* _INSTRUCTIONS FOR THE TASK_:
Every record must be repeated precisely as it stands.

* _INFORMATION SUPPLIED_:
Segment Open
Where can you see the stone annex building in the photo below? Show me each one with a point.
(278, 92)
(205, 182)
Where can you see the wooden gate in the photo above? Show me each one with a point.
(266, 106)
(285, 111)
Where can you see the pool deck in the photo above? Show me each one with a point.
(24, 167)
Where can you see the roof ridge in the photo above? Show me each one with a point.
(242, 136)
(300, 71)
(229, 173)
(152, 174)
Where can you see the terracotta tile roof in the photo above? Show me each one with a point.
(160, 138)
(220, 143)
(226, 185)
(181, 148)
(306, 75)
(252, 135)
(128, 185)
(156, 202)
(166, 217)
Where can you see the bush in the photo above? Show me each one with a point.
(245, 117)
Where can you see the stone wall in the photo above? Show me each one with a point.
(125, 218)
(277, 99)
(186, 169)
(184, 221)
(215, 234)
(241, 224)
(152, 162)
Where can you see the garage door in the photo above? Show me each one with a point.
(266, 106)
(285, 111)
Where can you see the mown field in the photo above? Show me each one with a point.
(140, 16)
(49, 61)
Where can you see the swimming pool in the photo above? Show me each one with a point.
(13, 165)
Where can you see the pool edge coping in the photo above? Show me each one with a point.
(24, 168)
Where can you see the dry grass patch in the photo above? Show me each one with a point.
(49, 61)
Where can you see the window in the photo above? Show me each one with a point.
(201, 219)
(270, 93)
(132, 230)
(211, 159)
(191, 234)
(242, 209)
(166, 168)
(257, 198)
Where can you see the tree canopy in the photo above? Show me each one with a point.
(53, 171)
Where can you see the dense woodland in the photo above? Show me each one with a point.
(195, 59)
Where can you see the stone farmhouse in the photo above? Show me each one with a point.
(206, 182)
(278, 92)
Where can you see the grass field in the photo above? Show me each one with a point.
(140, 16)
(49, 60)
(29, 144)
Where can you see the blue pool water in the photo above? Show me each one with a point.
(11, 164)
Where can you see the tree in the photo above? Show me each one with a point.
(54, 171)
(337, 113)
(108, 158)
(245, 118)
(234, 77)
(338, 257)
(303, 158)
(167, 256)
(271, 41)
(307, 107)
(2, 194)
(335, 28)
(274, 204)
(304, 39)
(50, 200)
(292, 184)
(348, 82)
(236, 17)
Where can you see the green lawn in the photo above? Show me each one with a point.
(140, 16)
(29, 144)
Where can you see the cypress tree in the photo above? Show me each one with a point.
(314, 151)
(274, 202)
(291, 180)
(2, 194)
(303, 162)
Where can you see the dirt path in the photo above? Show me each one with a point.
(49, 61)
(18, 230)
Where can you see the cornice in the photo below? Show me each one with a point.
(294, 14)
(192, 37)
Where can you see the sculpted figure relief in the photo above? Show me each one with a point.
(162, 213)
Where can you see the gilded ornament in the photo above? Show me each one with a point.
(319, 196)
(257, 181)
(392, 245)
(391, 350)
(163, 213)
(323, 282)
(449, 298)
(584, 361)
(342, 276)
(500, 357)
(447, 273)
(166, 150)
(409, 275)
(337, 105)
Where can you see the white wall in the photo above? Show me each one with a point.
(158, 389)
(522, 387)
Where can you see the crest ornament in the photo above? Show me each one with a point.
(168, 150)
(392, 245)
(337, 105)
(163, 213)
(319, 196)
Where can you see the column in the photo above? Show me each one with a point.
Segment Closed
* _PROBLEM SOLUTION_:
Where can you see the stone annex building in the photo below? Show me each one with a point.
(278, 92)
(205, 182)
Where can you see the wooden gate in the photo above? Show me each one with a point.
(266, 106)
(285, 111)
Where can you see the pool deck in the photo above? Show me each one with a point.
(24, 167)
Where can you see the roof ridge in the photo above? Show me each one with a point.
(242, 136)
(300, 71)
(229, 173)
(152, 174)
Where can you see the terracotta tile roof in the photo above? Show me each one with a point.
(160, 138)
(220, 143)
(226, 185)
(181, 148)
(306, 75)
(252, 135)
(128, 185)
(156, 202)
(166, 217)
Where can you see the bush in the photo above? Show me each one with a point.
(245, 117)
Where can you see the stone wall in the photo above? Show me each one with a point.
(125, 218)
(277, 99)
(186, 169)
(184, 221)
(215, 234)
(241, 224)
(152, 162)
Where can you see the garage door in the photo above? Show me each one with a point.
(266, 106)
(285, 111)
Where can you see the mown field in the photo above? Show me each one with a point.
(140, 16)
(49, 61)
Where can you see the swimming pool in the photo above? Show me each one with a point.
(13, 165)
Where can you see the pool edge coping in the photo above? Show me each one with a point.
(24, 168)
Where can you see the dry grass patch in the photo above? Show me each one with a point.
(49, 61)
Where can you see the window in the photo above? Show me each one with a point.
(201, 219)
(270, 93)
(132, 230)
(211, 159)
(191, 234)
(242, 209)
(166, 168)
(257, 198)
Where can you see the tree canopy in the photo above? Show me each one with a point.
(53, 171)
Where can you see the dense woodland in the photo above? Show me each one with a point.
(195, 59)
Where can you see the stone farmhouse in the photo above? Show me each one with a point.
(206, 182)
(278, 92)
Where can you see the grass field in the photo above? Show me each one with a point.
(140, 16)
(49, 60)
(29, 144)
Where can you see the blue pool water in the photo above? Show me each one with a point.
(11, 164)
Where can you see the tree in the photo above? Show me each one with a point.
(54, 171)
(337, 113)
(108, 158)
(245, 118)
(234, 77)
(338, 257)
(303, 158)
(167, 256)
(271, 41)
(307, 107)
(2, 194)
(335, 28)
(274, 204)
(304, 39)
(50, 200)
(292, 184)
(348, 82)
(236, 17)
Where can you see the green lawn in the photo above? Show me each one with a point.
(140, 16)
(29, 144)
Where can you see the cypress tree in the photo above? Show me each one with a point.
(314, 151)
(274, 202)
(291, 180)
(2, 194)
(303, 162)
Where can you see the dirt path in the photo above? Show me each one with a point.
(49, 61)
(18, 230)
Where can you see the cornice in the photo below? Show me each one with a point.
(294, 14)
(192, 37)
Where can you see the sculpted figure relief in the photo above? Show me each one with a point.
(162, 213)
Where can you see the gilded ornament in the photo above? Show me each one with a point.
(319, 196)
(257, 181)
(392, 245)
(391, 350)
(163, 213)
(323, 282)
(449, 298)
(584, 361)
(342, 276)
(500, 357)
(447, 273)
(166, 150)
(409, 275)
(337, 105)
Where can you see the white wall in the photo above? Show me each one with a point.
(158, 389)
(522, 387)
Where can you see the crest ornament in the photo above? Show me each one with a point.
(168, 150)
(392, 245)
(337, 105)
(163, 213)
(319, 196)
Where can you see the column in the photo above? Show me each one with a point.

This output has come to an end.